### INPUT
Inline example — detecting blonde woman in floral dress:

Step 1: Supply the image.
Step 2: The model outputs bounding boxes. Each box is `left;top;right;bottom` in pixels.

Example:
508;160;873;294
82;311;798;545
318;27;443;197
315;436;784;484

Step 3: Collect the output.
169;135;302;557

### TASK INSTRUCTIONS
Restate the records above in full, keeping each line exactly as it stands.

### ANSWER BOX
Inline example — detecting blonde woman in floral dress:

Step 1: Supply the image.
Step 2: The model outputs bounding boxes. Each box is `left;top;right;bottom` in pixels.

Example:
508;160;873;294
82;311;798;545
318;27;443;197
315;436;784;484

Step 3: Collect the output.
169;135;302;557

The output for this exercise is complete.